Travail à faire:
[a] Recopiez fidèlement le passage du plaidoyer pour le Tifinagh, depuis "Tifinagh Libyque ~" jusqu'à "Arguments anti-Tifinagh: Infondés.".
[b] Rédigez la suite du plaidoyer pour le Tifinagh libyque en reprenant juste après sa dernière ligne.

Texte fourni:
**********

Tifinagh Libyque ~ Plaidoyer pour l’authenticité



L’adoption de tout alphabet autre que le Tifinagh serait une atteinte à la sacro-sainte authenticité de notre patrimoine. Nous ne ferons que commettre la même erreur une fois de trop : importer une culture étrangère. Il est temps que l’on surmonte notre frilosité envers Tifinagh que plusieurs Imazighen considèrent à tort comme une relique de la préhistoire inapplicable au XXIéme siècle.

En bon scientifique (presque), j’éviterai les positions subjectives dans les paragraphes qui suivent. J’essayerai plutôt de soulever des arguments rationnels en faveur de l’adoption du Tifinagh et plus précisément du Tifinagh libyque occidental.

Voici les principaux points de mon développement :
  1. Arguments anti-Tifinagh
  2. Le problème fondamental du Tifinagh
  3. Implications politiques
  4. Standardisation du Tifinagh
I. Arguments anti-Tifinagh: Infondés.

**********

Section des données:
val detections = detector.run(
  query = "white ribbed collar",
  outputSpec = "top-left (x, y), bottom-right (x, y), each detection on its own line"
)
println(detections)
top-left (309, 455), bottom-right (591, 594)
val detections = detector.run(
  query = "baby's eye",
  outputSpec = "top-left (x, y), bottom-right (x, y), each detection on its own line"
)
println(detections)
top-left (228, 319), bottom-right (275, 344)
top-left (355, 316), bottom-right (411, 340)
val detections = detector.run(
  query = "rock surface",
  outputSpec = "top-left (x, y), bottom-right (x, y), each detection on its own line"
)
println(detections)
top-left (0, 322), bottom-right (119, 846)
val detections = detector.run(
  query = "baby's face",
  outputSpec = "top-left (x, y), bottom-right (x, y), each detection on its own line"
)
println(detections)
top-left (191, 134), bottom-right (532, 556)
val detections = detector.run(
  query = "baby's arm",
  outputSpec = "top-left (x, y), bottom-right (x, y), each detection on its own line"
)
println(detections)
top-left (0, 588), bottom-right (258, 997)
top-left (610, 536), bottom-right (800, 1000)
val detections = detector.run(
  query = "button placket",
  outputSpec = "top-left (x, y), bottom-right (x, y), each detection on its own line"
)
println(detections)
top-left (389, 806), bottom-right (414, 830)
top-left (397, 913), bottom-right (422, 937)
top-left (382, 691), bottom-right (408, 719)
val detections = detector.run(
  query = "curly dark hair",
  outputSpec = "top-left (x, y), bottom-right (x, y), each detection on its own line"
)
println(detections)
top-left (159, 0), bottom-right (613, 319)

**********

Réponses rédigées:
[a]
Tifinagh Libyque ~ Plaidoyer pour l’authenticité



L’adoption de tout alphabet autre que le Tifinagh serait une atteinte à la sacro-sainte authenticité de notre patrimoine. Nous ne ferons que commettre la même erreur une fois de trop : importer une culture étrangère. Il est temps que l’on surmonte notre frilosité envers Tifinagh que plusieurs Imazighen considèrent à tort comme une relique de la préhistoire inapplicable au XXIéme siècle.

En bon scientifique (presque), j’éviterai les positions subjectives dans les paragraphes qui suivent. J’essayerai plutôt de soulever des arguments rationnels en faveur de l’adoption du Tifinagh et plus précisément du Tifinagh libyque occidental.

Voici les principaux points de mon développement :
  1. Arguments anti-Tifinagh
  2. Le problème fondamental du Tifinagh
  3. Implications politiques
  4. Standardisation du Tifinagh
I. Arguments anti-Tifinagh: Infondés.

[b]
Je vais relever texto quelques arguments que j’ai lu sur des forums Internet de la part des partisans de la graphie latine :
En résumé, la plupart de ceux qui prônent les caractères latins avancent deux qualités incontestables de la graphie latine : universelle et pratique. Je vois déjà une redondance dans ces deux termes :

Universelle ? La langue Tamazight n’est pas universelle. Elle n’appartient qu’aux Nord Africains et à l'Afrique du Nord. Nous ne cherchons pas à faire du prosélytisme culturel mais tout simplement à sortir les masses amazighes arabisées de leur amnésie identitaire.

Pratique ? Certains prétendent que la graphie latine va rendre Tamazight plus accessible.  Cet argument trahit tout simplement la paresse (très répandue sous nos latitudes) d’apprendre la trentaine de lettres Tifinagh. Admettons que la graphie latine va nous rattacher au reste du monde. Autrement dit que Tamazight sera déchiffrable par les étrangers. Il n’en reste pas moins qu’il ne sert a rien de pouvoir déchiffrer les lettres si on ne comprend pas la langue elle-même. Il y a là une confusion entre pragmatisme et solution de facilité.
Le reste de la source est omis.